Dataset entries
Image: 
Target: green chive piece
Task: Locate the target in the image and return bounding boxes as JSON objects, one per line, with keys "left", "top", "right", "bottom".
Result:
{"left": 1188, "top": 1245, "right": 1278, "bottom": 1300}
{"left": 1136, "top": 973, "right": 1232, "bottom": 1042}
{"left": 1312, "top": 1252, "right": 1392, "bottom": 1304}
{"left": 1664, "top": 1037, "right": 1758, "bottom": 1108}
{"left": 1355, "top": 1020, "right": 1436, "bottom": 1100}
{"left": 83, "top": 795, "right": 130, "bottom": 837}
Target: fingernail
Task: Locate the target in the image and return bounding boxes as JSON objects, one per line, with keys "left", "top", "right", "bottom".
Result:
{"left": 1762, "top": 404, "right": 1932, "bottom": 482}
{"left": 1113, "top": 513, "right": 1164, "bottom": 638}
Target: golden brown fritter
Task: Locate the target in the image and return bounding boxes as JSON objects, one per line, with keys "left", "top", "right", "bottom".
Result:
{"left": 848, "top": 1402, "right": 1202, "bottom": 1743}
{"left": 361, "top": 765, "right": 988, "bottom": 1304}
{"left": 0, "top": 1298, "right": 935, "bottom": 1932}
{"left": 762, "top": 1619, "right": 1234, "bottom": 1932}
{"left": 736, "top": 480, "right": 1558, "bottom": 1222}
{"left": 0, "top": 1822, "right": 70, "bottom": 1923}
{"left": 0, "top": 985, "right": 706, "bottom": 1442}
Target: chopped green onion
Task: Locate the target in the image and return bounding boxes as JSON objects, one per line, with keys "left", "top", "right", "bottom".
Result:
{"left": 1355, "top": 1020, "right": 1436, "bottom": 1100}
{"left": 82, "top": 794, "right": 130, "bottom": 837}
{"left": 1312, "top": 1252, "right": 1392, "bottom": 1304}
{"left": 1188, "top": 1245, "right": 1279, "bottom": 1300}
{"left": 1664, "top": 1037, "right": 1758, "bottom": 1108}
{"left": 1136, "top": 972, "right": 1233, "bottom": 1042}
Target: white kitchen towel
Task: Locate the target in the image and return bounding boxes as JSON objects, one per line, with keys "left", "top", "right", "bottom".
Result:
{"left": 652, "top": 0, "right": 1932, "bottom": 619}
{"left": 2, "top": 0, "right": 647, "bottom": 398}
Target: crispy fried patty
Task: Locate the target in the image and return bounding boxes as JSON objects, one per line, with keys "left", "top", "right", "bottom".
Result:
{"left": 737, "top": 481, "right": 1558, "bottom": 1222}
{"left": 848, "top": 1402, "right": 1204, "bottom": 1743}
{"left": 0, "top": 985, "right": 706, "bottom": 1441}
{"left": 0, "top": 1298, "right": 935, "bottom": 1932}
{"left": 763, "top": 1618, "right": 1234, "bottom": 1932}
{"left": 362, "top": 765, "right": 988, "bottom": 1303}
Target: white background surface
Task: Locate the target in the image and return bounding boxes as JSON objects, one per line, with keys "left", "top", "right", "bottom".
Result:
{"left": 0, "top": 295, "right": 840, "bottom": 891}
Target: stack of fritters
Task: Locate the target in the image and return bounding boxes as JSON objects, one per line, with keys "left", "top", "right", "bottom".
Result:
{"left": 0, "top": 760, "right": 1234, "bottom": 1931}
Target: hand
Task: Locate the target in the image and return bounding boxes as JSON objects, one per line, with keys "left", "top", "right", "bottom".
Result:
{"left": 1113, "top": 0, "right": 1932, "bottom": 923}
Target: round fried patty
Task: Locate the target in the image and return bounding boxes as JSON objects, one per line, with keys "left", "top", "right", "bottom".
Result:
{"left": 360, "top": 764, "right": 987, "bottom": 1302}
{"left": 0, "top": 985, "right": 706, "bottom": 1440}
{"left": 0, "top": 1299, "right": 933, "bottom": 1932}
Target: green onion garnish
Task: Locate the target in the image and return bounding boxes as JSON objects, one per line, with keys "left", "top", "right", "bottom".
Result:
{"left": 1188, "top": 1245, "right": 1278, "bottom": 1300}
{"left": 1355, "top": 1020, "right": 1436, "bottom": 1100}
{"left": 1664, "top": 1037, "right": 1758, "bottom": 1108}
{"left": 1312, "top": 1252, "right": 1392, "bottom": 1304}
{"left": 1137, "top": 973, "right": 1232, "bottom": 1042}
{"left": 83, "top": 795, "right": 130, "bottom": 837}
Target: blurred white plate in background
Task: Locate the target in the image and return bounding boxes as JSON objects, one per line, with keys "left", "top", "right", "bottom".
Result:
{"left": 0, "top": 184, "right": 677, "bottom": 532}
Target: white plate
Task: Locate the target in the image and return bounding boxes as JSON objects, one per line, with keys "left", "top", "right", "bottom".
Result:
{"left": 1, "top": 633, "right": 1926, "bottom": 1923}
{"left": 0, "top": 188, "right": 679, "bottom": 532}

## Activity
Print all of the lines above so that each one matches its original exactly.

## Exercise result
Image: 
Target: green chive piece
Task: Locate the target in the image and return bounding boxes as JSON objects, one per line, with keys "left", "top", "right", "bottom".
Result:
{"left": 1188, "top": 1245, "right": 1278, "bottom": 1300}
{"left": 1136, "top": 973, "right": 1232, "bottom": 1042}
{"left": 1312, "top": 1252, "right": 1392, "bottom": 1304}
{"left": 1664, "top": 1037, "right": 1758, "bottom": 1108}
{"left": 1355, "top": 1020, "right": 1436, "bottom": 1100}
{"left": 83, "top": 795, "right": 130, "bottom": 837}
Target: fingernail
Task: Locate the target in the image and return bounding boxes as JSON objects, one per line, with keys "left", "top", "right", "bottom".
Result:
{"left": 1762, "top": 404, "right": 1932, "bottom": 482}
{"left": 1113, "top": 513, "right": 1164, "bottom": 638}
Target: golden brown fritter
Task: Locate the target in the image and return bounding boxes as JSON objects, one per line, with keys "left", "top", "right", "bottom".
Result:
{"left": 848, "top": 1402, "right": 1202, "bottom": 1743}
{"left": 361, "top": 765, "right": 988, "bottom": 1304}
{"left": 0, "top": 1298, "right": 935, "bottom": 1932}
{"left": 762, "top": 1619, "right": 1234, "bottom": 1932}
{"left": 736, "top": 480, "right": 1558, "bottom": 1222}
{"left": 0, "top": 1822, "right": 70, "bottom": 1923}
{"left": 0, "top": 985, "right": 706, "bottom": 1442}
Target: chopped green onion
Task: Locate the target in the image and return bounding boxes as JSON objects, one per line, with keys "left", "top", "right", "bottom".
Result:
{"left": 1355, "top": 1020, "right": 1436, "bottom": 1100}
{"left": 82, "top": 794, "right": 130, "bottom": 837}
{"left": 1312, "top": 1252, "right": 1392, "bottom": 1304}
{"left": 1188, "top": 1245, "right": 1279, "bottom": 1300}
{"left": 1664, "top": 1037, "right": 1758, "bottom": 1108}
{"left": 1136, "top": 972, "right": 1233, "bottom": 1042}
Target: white kitchen towel
Task: Locate the target in the image and return bounding boxes as JSON objects, one per line, with keys "left", "top", "right", "bottom".
Result:
{"left": 652, "top": 0, "right": 1932, "bottom": 619}
{"left": 2, "top": 0, "right": 647, "bottom": 398}
Target: crispy fried patty
Task: Locate the target in the image and return bounding boxes as JSON objects, one per line, with keys "left", "top", "right", "bottom".
Result:
{"left": 737, "top": 481, "right": 1558, "bottom": 1222}
{"left": 848, "top": 1402, "right": 1204, "bottom": 1743}
{"left": 0, "top": 985, "right": 706, "bottom": 1441}
{"left": 0, "top": 1298, "right": 935, "bottom": 1932}
{"left": 763, "top": 1618, "right": 1234, "bottom": 1932}
{"left": 362, "top": 765, "right": 988, "bottom": 1303}
Target: white background surface
Task: Locate the target in the image and return bounding boxes as JSON objects, one per line, with keys "left", "top", "right", "bottom".
Result:
{"left": 0, "top": 295, "right": 840, "bottom": 891}
Target: stack of fritters
Task: Locate the target in the image and return bounding boxes as JSON objects, one per line, with keys "left", "top", "right", "bottom".
Result:
{"left": 0, "top": 760, "right": 1234, "bottom": 1931}
Target: hand
Task: Locate the target in the image and return bounding boxes as JSON objects, one per line, with keys "left", "top", "right", "bottom".
Result:
{"left": 1113, "top": 0, "right": 1932, "bottom": 923}
Target: round fried patty
Task: Locate the target in the image and return bounding boxes as JSON objects, one per line, with keys "left", "top", "right", "bottom".
Result:
{"left": 360, "top": 764, "right": 987, "bottom": 1302}
{"left": 0, "top": 985, "right": 706, "bottom": 1440}
{"left": 0, "top": 1299, "right": 933, "bottom": 1932}
Target: green onion garnish
Task: Locate the target in the image and return bounding boxes as JSON objects, one per line, with keys "left", "top", "right", "bottom".
Result:
{"left": 1188, "top": 1245, "right": 1278, "bottom": 1300}
{"left": 1355, "top": 1020, "right": 1436, "bottom": 1100}
{"left": 1664, "top": 1037, "right": 1758, "bottom": 1108}
{"left": 1312, "top": 1252, "right": 1392, "bottom": 1304}
{"left": 1137, "top": 973, "right": 1232, "bottom": 1042}
{"left": 83, "top": 795, "right": 130, "bottom": 837}
Target: blurred white plate in background
Task: Locate the target in the image and return bounding boxes as JSON objects, one per line, with keys "left", "top", "right", "bottom".
Result:
{"left": 0, "top": 184, "right": 677, "bottom": 532}
Target: white plate
Task: Locate the target in the image and return bounding boxes as JSON objects, one per line, with keys "left", "top", "right", "bottom".
Result:
{"left": 1, "top": 633, "right": 1926, "bottom": 1923}
{"left": 0, "top": 188, "right": 679, "bottom": 532}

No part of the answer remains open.